(Excerpts from a detection dataset)
■ ■ ■ ■ ■

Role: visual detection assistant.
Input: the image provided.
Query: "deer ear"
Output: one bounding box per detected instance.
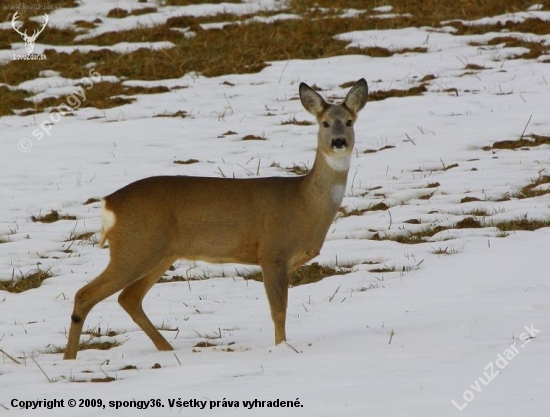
[300,83,328,117]
[344,78,369,113]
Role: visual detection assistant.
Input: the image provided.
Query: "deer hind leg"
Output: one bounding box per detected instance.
[118,258,177,350]
[262,262,290,345]
[63,258,163,359]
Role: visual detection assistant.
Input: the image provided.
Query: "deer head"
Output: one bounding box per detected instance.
[11,12,49,54]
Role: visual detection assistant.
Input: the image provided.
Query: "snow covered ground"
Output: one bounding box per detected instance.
[0,1,550,417]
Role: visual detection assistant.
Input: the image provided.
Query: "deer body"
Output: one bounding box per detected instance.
[65,79,368,359]
[11,12,49,54]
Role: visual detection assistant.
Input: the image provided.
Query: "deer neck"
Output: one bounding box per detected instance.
[305,151,351,210]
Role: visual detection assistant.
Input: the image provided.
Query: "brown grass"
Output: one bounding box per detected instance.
[107,7,157,19]
[492,215,550,232]
[0,266,53,293]
[483,134,550,151]
[31,210,76,223]
[0,0,550,116]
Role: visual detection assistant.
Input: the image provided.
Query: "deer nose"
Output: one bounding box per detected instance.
[330,138,347,149]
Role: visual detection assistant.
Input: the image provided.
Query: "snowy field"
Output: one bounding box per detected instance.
[0,1,550,417]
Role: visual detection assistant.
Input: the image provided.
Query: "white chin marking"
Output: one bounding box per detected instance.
[325,154,351,171]
[330,185,346,205]
[101,201,116,233]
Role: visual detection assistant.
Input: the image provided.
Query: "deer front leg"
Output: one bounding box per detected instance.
[262,262,290,345]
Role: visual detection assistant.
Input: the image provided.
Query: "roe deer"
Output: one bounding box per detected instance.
[64,79,368,359]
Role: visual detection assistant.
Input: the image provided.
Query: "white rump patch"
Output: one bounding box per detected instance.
[99,199,116,247]
[325,154,351,171]
[330,185,346,205]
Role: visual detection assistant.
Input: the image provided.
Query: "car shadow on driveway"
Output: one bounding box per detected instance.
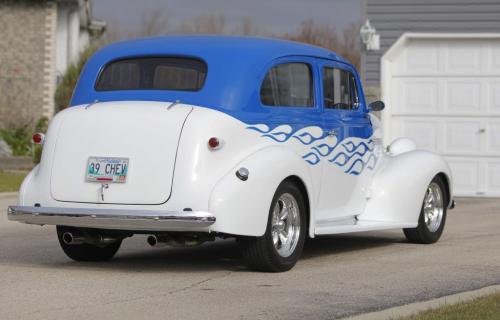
[42,234,410,272]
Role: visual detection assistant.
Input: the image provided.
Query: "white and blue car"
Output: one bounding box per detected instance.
[8,36,454,271]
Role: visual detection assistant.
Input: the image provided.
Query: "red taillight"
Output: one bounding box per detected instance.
[31,133,45,144]
[208,137,220,150]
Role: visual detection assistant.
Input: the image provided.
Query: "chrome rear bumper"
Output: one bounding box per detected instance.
[8,206,215,231]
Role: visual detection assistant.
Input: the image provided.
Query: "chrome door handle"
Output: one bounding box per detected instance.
[326,129,339,137]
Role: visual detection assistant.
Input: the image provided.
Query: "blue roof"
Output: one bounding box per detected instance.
[71,36,347,111]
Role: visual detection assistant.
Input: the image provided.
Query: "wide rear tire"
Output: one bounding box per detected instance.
[57,226,122,262]
[240,181,307,272]
[403,176,448,244]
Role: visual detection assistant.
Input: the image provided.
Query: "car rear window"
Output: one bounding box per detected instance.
[260,62,314,107]
[95,57,207,91]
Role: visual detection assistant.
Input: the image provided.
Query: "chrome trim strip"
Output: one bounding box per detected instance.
[8,206,216,231]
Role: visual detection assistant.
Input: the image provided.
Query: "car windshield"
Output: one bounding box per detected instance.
[95,57,207,91]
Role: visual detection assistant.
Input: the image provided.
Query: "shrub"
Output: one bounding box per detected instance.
[54,46,97,112]
[0,122,33,156]
[33,117,49,164]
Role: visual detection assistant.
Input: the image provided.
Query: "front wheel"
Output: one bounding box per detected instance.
[57,226,122,262]
[240,181,307,272]
[403,176,448,244]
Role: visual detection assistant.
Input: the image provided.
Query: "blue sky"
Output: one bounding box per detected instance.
[93,0,361,33]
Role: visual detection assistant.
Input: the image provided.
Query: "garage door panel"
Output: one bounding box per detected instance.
[393,118,440,152]
[382,36,500,197]
[394,41,439,76]
[441,120,481,154]
[446,157,480,196]
[482,120,500,155]
[485,160,500,196]
[484,43,500,75]
[443,79,481,114]
[393,78,440,114]
[443,41,481,75]
[486,80,500,115]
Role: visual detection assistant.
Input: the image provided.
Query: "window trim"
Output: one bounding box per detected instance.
[257,57,318,110]
[93,54,209,93]
[320,63,362,112]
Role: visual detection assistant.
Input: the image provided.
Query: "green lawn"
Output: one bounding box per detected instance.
[399,293,500,320]
[0,171,27,192]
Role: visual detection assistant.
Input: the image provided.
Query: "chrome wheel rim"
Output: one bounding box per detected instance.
[271,193,300,258]
[424,182,444,232]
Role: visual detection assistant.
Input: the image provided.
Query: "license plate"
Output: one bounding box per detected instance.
[87,157,128,183]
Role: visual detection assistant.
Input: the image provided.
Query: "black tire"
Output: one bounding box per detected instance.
[403,176,448,244]
[57,226,122,262]
[239,180,307,272]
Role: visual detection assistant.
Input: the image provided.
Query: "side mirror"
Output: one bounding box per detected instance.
[368,101,385,112]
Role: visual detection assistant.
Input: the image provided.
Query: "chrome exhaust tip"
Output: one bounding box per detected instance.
[146,236,159,247]
[62,232,85,245]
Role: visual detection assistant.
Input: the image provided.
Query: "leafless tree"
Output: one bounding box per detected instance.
[177,13,227,34]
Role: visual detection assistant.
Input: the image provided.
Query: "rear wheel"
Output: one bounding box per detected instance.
[57,226,122,262]
[240,181,307,272]
[403,176,448,243]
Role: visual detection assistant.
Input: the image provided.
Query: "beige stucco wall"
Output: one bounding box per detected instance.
[0,1,57,128]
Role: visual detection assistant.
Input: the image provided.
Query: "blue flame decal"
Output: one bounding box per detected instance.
[247,124,378,176]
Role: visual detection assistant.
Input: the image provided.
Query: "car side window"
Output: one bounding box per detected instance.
[260,62,314,107]
[323,67,359,110]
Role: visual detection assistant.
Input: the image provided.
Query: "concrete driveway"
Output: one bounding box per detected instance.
[0,198,500,320]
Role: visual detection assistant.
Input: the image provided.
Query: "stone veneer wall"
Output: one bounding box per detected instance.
[0,0,57,128]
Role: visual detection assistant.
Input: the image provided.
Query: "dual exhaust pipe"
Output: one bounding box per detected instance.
[62,232,121,246]
[62,232,207,247]
[146,235,204,247]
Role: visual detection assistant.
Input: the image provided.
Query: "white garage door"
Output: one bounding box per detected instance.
[383,36,500,197]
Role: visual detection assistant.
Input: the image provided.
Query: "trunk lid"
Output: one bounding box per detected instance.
[50,102,192,205]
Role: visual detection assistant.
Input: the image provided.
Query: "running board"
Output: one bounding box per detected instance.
[314,220,416,235]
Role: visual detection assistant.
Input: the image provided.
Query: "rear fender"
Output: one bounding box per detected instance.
[209,146,313,236]
[358,150,453,227]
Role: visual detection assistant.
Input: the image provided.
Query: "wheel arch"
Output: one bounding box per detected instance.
[283,175,311,236]
[436,172,453,208]
[209,146,317,237]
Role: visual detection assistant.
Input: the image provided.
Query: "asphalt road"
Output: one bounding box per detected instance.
[0,195,500,320]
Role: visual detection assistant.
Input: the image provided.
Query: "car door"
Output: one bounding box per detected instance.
[317,62,375,222]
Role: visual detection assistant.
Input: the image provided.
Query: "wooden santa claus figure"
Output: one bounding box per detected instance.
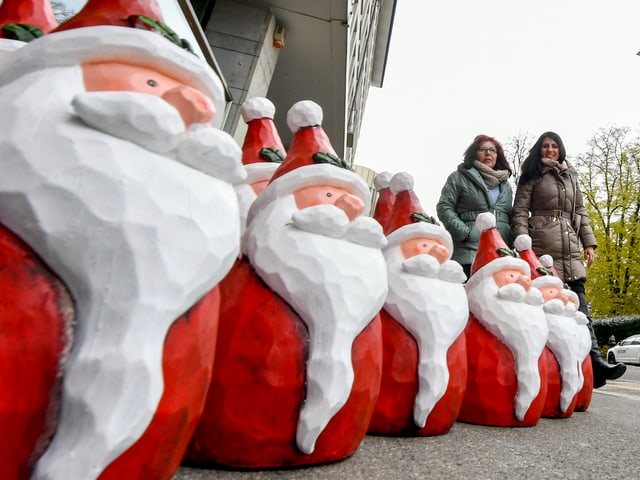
[458,213,549,427]
[369,172,469,435]
[187,101,387,468]
[0,0,246,480]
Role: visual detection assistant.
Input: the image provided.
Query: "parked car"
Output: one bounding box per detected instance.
[607,335,640,365]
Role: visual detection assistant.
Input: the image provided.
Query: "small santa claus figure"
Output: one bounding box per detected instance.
[0,0,246,480]
[369,172,469,435]
[458,213,549,426]
[188,101,387,468]
[514,235,584,418]
[235,97,286,233]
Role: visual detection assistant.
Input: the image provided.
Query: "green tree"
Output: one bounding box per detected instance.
[575,127,640,316]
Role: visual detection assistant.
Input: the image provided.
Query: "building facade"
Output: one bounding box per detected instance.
[185,0,396,163]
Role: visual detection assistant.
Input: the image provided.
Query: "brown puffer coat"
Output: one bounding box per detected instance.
[511,166,597,282]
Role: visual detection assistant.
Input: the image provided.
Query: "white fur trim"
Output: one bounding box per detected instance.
[389,172,413,195]
[247,164,371,225]
[240,97,276,123]
[0,26,226,128]
[476,212,496,232]
[387,222,453,259]
[373,172,393,190]
[287,100,323,133]
[538,254,553,268]
[513,234,531,252]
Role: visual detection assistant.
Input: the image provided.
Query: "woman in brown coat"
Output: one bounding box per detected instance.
[511,132,626,388]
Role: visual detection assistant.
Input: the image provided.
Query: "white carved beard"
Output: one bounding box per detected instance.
[466,274,548,421]
[0,67,239,479]
[383,246,469,428]
[545,299,584,413]
[245,193,387,453]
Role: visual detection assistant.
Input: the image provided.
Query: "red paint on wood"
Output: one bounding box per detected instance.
[0,225,73,479]
[369,310,467,436]
[575,356,593,412]
[99,287,220,480]
[187,260,382,469]
[458,315,547,427]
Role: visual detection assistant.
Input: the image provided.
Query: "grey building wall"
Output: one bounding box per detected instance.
[204,0,280,145]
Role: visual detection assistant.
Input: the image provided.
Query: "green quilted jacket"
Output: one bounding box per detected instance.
[436,164,513,265]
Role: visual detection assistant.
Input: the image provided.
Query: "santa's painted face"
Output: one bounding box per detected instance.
[400,237,449,265]
[251,180,269,196]
[493,268,531,291]
[244,177,387,453]
[293,185,364,220]
[82,62,215,126]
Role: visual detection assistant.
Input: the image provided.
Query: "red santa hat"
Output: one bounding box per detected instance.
[0,0,226,127]
[247,100,371,224]
[0,0,58,39]
[373,172,396,228]
[384,172,453,255]
[470,212,531,280]
[56,0,164,32]
[513,235,563,289]
[240,97,285,184]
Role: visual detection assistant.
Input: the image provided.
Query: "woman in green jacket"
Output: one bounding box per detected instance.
[436,135,513,277]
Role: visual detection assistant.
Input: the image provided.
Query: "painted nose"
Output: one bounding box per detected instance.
[162,85,216,127]
[334,194,364,221]
[429,245,449,265]
[516,275,531,292]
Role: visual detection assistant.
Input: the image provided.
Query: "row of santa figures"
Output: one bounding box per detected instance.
[0,0,593,480]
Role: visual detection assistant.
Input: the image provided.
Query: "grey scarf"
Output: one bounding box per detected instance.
[473,160,509,188]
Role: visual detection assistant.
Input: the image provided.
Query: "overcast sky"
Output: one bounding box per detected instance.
[356,0,640,214]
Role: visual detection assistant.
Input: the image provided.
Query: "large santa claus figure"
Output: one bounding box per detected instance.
[188,101,387,468]
[235,97,286,238]
[458,213,549,426]
[514,235,584,418]
[369,172,469,435]
[0,1,245,480]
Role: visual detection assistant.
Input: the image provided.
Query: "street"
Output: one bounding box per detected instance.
[174,365,640,480]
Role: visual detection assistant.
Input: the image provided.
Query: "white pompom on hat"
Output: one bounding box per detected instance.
[247,100,371,225]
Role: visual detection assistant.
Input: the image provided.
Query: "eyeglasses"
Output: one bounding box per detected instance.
[478,147,498,153]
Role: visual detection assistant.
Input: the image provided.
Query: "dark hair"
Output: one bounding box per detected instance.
[462,135,513,175]
[518,132,567,183]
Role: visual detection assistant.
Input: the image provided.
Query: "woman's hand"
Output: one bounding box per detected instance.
[583,247,596,267]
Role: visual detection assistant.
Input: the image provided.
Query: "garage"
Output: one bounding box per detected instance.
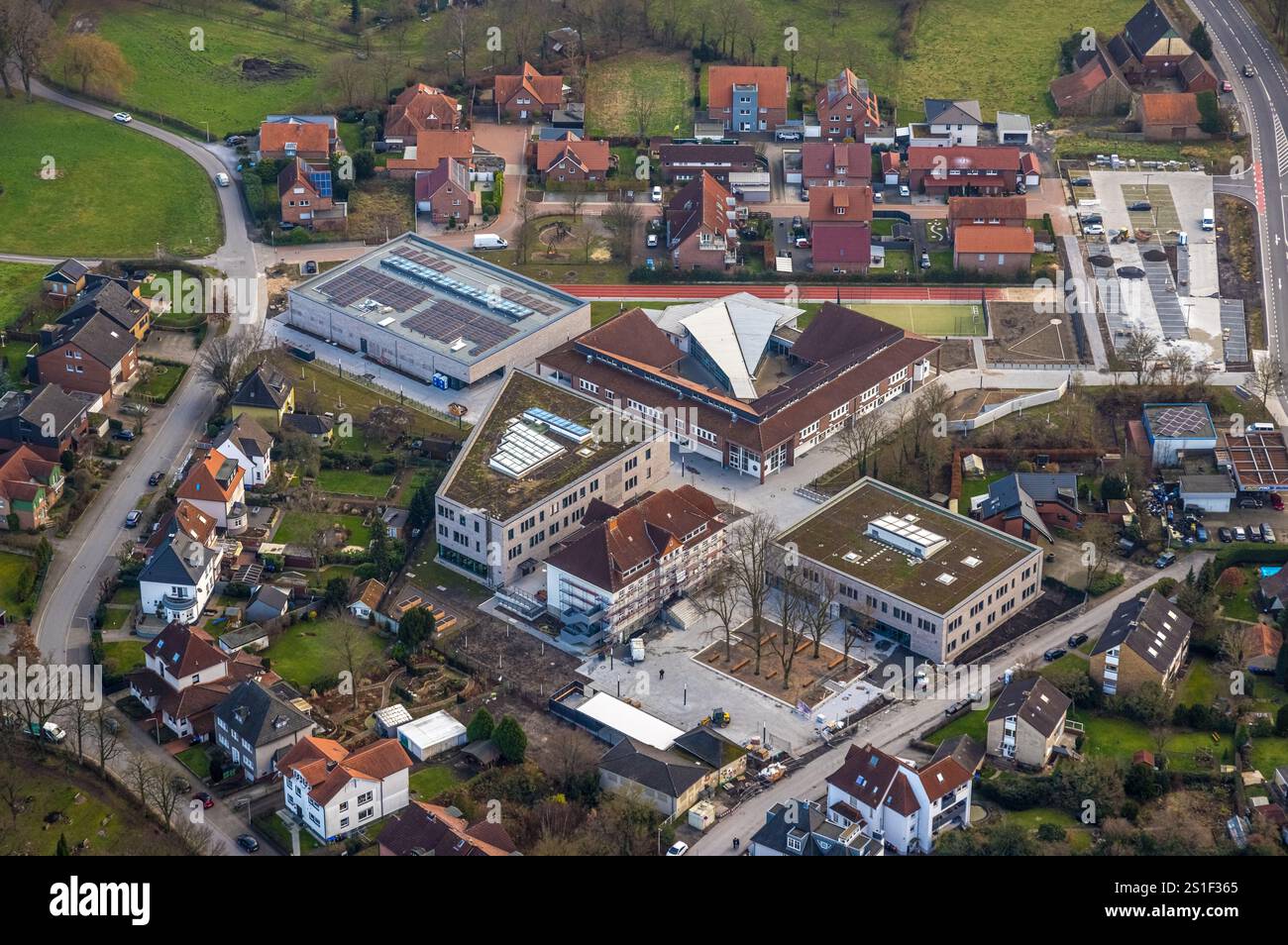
[1181,476,1234,512]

■ ■ ■ ■ ■

**TASK OBJECTIVE**. Locate every line of the records that contains the string "santa", and copy each one.

**SOLUTION TO THE PROBLEM**.
Query: "wooden santa claus figure"
Query: "small santa claus figure"
Query: "santa's painted face"
Query: "red santa hat"
Query: "row of santa figures"
Query: "large santa claus figure"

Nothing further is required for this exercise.